(Aim of the task):
The required answer is every line of the data containing the word "door".

:::

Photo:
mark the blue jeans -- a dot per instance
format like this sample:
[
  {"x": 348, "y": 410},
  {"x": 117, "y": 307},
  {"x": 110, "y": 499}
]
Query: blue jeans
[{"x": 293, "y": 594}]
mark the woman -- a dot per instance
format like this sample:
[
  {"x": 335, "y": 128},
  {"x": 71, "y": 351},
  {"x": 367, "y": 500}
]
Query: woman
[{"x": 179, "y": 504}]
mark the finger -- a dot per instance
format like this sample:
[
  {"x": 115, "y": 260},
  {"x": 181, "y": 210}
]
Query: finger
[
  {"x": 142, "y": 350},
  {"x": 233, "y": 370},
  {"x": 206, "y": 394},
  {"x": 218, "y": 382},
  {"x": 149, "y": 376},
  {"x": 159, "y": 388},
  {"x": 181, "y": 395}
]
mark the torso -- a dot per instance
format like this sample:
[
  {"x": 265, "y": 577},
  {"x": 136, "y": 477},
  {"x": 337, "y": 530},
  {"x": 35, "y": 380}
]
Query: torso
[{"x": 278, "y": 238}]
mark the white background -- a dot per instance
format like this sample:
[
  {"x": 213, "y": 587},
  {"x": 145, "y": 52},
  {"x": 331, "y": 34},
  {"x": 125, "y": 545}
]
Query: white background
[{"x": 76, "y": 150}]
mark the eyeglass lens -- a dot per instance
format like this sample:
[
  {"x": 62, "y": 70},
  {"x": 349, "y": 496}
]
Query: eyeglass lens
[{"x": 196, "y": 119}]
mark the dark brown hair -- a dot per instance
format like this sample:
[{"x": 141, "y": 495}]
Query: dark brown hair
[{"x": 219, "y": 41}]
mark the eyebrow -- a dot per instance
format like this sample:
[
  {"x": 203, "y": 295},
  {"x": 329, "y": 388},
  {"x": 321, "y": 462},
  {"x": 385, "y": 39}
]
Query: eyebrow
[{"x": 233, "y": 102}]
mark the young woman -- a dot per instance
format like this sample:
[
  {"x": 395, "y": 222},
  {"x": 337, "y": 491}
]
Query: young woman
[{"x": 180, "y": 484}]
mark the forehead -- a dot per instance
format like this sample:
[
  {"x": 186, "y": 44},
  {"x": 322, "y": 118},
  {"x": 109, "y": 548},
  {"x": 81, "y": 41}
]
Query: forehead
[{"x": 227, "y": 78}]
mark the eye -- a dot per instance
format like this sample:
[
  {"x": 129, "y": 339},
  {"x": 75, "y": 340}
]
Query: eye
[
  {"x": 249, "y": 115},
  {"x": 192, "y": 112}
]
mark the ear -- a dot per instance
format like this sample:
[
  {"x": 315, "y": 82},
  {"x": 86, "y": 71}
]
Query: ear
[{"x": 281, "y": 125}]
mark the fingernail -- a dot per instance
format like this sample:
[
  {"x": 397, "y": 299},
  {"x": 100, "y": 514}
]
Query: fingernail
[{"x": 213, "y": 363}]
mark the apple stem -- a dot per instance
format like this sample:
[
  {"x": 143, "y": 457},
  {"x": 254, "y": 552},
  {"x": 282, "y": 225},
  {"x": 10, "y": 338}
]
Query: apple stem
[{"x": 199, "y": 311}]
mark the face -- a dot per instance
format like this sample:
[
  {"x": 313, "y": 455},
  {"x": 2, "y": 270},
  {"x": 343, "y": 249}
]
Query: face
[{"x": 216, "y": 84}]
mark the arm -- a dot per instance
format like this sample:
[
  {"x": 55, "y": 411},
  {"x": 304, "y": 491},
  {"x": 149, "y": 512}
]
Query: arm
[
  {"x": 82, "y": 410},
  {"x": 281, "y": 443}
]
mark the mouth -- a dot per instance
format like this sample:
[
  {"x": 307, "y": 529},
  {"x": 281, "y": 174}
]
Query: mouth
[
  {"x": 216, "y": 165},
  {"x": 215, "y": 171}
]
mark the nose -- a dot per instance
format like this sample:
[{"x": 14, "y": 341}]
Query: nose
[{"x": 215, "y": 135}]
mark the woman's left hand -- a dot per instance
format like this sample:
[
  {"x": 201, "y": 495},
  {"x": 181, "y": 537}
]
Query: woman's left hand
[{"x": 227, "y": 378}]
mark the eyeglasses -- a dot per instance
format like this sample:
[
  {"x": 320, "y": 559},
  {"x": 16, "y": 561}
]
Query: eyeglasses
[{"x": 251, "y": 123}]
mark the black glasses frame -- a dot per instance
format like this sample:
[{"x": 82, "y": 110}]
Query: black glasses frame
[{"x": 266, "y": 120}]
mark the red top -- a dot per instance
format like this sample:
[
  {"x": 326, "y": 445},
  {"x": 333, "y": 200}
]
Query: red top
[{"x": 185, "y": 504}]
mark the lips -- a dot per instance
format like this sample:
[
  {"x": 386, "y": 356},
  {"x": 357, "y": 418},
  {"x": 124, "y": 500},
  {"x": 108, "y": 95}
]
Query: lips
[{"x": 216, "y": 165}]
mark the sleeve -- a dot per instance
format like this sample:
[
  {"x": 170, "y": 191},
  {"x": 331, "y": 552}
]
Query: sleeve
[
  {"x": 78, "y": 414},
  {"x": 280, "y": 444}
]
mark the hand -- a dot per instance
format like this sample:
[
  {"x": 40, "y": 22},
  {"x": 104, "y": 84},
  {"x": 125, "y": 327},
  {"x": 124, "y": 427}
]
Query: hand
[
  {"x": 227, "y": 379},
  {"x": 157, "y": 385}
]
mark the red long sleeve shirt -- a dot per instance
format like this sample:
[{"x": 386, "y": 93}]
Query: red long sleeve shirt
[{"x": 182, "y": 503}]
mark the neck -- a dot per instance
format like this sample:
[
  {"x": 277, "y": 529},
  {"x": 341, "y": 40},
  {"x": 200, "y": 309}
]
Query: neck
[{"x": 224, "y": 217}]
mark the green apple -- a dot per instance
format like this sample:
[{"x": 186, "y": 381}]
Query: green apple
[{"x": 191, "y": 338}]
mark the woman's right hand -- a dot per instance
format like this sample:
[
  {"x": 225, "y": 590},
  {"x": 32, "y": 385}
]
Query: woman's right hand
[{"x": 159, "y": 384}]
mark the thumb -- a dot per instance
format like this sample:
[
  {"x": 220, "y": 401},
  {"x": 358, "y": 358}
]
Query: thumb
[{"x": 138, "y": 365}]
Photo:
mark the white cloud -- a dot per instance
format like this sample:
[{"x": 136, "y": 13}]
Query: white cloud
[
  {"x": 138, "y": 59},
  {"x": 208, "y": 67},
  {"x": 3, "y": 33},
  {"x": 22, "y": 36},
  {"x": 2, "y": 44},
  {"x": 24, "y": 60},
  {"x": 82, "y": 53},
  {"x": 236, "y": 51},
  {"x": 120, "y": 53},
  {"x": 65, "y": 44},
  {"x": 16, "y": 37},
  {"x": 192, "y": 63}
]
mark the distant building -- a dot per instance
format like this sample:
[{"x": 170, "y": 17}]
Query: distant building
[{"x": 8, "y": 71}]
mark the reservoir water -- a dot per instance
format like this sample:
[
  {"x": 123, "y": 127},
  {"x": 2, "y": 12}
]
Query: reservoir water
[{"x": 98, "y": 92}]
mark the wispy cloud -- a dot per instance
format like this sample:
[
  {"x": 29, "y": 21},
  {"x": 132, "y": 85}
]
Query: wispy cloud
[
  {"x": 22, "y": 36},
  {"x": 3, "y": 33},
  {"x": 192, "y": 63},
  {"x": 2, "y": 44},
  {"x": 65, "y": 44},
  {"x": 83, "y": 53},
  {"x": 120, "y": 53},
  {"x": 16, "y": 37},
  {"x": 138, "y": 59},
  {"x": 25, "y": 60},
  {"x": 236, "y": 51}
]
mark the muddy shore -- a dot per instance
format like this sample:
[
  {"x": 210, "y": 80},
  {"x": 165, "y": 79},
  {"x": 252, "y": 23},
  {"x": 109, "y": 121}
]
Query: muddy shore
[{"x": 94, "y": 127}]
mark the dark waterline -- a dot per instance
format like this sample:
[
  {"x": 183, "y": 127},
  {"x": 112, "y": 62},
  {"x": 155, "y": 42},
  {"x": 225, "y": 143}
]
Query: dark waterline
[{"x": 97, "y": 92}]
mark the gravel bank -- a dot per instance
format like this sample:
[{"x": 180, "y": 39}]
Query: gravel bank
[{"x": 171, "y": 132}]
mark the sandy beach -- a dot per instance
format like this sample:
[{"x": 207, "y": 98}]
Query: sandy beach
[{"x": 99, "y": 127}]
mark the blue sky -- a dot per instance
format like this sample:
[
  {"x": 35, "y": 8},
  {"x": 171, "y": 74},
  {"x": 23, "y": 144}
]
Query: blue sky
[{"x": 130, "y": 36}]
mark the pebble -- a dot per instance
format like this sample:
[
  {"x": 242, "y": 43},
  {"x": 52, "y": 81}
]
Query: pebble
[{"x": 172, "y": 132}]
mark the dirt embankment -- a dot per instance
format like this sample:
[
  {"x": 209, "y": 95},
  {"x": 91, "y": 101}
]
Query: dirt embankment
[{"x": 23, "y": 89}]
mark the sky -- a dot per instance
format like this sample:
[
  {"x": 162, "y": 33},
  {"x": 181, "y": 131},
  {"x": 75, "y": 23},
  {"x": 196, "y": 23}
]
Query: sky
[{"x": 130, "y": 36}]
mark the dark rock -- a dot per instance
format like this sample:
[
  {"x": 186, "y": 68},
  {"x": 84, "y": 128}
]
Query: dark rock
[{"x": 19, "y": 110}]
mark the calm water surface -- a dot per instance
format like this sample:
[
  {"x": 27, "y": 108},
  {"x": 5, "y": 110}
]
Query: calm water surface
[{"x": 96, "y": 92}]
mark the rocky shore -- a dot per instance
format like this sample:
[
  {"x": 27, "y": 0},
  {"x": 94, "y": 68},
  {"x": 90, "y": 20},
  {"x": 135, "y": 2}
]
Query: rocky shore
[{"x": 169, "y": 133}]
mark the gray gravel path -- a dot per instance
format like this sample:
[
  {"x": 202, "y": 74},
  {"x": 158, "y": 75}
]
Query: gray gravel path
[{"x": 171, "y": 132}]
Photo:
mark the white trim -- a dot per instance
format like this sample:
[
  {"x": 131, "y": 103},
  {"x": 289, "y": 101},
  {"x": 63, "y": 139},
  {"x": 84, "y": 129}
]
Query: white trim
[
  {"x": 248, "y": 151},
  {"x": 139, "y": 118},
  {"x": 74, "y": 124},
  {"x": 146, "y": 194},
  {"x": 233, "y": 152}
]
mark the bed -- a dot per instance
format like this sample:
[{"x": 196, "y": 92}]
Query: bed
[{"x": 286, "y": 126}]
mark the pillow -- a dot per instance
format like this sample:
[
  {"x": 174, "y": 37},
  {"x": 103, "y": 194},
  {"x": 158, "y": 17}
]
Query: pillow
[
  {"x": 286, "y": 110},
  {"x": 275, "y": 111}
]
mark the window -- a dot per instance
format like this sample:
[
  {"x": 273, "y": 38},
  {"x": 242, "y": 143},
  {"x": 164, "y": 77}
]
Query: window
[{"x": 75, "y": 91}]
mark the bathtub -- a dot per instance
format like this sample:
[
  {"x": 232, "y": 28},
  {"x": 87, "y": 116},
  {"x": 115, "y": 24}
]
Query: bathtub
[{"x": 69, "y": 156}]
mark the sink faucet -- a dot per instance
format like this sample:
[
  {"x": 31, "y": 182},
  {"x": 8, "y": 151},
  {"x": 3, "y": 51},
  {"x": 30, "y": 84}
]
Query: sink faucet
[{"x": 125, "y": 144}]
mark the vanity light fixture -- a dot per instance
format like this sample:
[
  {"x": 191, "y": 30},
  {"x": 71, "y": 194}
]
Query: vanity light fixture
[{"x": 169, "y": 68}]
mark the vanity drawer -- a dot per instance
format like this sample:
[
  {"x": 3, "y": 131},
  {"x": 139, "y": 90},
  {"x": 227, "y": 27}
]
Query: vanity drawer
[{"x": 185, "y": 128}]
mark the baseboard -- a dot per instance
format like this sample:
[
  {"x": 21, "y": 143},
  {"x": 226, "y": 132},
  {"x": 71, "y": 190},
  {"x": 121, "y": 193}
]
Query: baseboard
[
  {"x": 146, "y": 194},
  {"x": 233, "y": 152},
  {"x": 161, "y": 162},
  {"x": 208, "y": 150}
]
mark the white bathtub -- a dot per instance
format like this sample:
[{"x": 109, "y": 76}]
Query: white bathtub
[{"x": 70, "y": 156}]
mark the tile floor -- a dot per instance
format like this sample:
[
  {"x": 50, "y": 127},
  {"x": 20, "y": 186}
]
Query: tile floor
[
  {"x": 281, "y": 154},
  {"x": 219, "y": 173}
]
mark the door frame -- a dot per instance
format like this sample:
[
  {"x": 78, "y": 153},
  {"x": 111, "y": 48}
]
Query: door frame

:::

(Reply):
mark the door frame -- a dot per instance
Query: door frame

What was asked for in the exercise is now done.